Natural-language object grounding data
-------------------------

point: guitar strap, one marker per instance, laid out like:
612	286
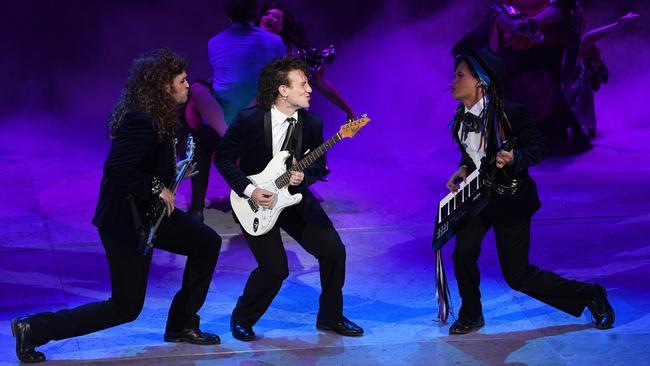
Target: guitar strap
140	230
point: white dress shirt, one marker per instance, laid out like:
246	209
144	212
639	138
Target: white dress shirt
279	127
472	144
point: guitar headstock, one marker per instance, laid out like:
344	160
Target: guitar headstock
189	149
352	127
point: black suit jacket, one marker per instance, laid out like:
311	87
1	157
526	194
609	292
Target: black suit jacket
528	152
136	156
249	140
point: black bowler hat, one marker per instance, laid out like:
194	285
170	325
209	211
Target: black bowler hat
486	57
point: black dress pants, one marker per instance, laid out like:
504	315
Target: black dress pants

-------------------------

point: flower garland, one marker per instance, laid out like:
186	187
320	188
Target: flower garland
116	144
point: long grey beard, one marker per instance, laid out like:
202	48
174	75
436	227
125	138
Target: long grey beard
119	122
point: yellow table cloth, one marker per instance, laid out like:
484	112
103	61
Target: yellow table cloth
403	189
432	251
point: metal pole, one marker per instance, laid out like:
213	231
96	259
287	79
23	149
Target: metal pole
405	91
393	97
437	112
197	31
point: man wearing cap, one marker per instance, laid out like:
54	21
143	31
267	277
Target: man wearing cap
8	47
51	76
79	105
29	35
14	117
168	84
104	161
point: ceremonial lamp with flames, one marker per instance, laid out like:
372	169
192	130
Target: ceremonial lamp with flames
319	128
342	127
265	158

-------------------------

Where a line of the data holds "pants", show that line.

point: black dress pants, one marker per instance, laid out like:
Target: black dress pants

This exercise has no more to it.